> _Work to do_
Copy out the stretch of lines from the one containing "Where can the wooden ladder" through the last line, keeping both ends.

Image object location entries
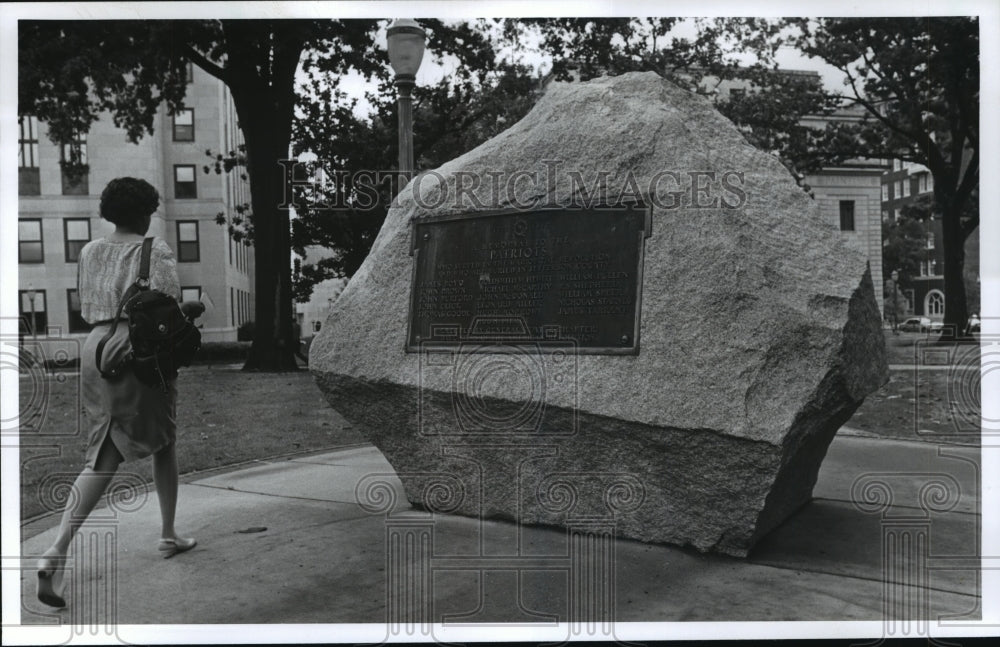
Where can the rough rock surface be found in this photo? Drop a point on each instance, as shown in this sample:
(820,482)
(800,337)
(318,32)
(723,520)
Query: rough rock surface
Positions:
(760,336)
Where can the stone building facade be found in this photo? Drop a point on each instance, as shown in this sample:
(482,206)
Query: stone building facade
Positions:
(58,214)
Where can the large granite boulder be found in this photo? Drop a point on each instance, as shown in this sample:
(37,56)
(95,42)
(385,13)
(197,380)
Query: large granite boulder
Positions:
(760,335)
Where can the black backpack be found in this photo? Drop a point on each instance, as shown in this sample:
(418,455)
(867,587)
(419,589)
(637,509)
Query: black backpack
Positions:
(162,338)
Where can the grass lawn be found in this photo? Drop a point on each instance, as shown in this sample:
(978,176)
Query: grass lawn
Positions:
(227,417)
(911,347)
(933,406)
(224,417)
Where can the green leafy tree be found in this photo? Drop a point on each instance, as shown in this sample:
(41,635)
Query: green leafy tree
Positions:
(917,81)
(484,94)
(911,84)
(72,71)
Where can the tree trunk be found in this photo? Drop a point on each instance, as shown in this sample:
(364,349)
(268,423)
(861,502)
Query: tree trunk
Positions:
(956,311)
(266,142)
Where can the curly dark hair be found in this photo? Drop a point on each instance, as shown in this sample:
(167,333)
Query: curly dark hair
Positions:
(127,201)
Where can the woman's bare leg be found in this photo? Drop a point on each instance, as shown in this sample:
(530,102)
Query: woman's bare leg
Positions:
(88,489)
(165,477)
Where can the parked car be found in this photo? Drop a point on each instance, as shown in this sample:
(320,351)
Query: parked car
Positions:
(921,324)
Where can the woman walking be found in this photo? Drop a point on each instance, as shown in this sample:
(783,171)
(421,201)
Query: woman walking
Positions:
(128,419)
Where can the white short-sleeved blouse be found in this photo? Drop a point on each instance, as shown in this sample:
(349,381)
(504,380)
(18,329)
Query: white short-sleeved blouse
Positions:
(107,268)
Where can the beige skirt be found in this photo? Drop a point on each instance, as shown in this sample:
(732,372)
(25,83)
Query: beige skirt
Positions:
(139,419)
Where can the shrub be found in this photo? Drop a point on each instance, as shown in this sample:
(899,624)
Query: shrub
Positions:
(245,331)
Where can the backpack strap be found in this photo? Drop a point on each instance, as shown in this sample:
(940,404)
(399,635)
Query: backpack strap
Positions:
(141,283)
(147,249)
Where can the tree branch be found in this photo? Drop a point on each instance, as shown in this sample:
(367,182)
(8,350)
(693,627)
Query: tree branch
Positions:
(202,61)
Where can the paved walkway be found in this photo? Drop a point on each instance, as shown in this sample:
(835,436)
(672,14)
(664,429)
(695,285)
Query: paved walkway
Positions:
(285,541)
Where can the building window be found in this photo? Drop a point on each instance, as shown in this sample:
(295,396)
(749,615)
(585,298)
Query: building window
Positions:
(73,162)
(847,215)
(77,234)
(28,179)
(76,322)
(191,293)
(184,182)
(934,303)
(30,248)
(184,125)
(187,241)
(33,311)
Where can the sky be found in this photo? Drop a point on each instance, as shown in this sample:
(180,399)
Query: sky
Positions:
(354,85)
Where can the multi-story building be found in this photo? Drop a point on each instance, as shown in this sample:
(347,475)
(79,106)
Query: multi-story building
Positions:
(847,193)
(58,213)
(904,184)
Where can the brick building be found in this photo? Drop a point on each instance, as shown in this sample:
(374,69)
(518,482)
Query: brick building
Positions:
(58,214)
(904,184)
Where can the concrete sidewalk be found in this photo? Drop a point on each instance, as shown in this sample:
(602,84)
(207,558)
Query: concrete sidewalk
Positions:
(287,542)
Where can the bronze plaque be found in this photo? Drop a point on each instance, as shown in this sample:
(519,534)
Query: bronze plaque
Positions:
(548,275)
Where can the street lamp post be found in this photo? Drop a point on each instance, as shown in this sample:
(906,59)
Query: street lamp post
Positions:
(895,302)
(406,40)
(30,293)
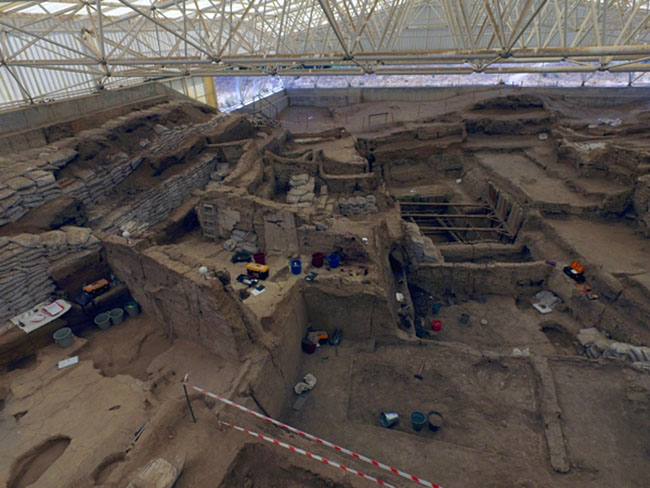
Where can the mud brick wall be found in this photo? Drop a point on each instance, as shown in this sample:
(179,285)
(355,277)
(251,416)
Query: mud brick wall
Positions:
(25,260)
(156,204)
(285,328)
(185,306)
(469,279)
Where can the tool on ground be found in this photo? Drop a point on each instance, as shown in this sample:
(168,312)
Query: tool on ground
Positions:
(256,270)
(247,280)
(573,274)
(335,338)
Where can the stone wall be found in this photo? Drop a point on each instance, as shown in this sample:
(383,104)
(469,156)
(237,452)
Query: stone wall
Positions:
(30,184)
(156,204)
(25,260)
(358,205)
(30,180)
(469,279)
(273,223)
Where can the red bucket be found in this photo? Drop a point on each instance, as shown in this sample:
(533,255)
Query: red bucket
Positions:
(317,259)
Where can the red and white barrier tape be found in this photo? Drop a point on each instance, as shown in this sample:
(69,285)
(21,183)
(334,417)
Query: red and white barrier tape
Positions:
(360,457)
(308,454)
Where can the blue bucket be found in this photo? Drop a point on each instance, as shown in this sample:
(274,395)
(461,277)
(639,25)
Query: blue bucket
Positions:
(296,266)
(418,419)
(333,260)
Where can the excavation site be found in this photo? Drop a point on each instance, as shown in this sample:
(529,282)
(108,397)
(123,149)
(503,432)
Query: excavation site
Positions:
(338,287)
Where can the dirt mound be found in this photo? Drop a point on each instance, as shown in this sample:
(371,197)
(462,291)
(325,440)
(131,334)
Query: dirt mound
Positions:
(31,465)
(256,466)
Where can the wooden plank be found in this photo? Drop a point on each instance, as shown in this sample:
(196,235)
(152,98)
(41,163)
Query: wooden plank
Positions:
(475,229)
(444,204)
(451,216)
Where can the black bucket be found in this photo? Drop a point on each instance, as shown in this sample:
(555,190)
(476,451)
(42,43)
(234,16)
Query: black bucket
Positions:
(435,420)
(418,419)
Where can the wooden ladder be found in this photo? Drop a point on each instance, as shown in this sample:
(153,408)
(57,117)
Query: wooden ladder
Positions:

> _Written reply_
Where can the wooden ladder be found in this photo? Drop a point on each instance, as shown in this sample:
(153,408)
(57,117)
Query: wooden ladder
Positions:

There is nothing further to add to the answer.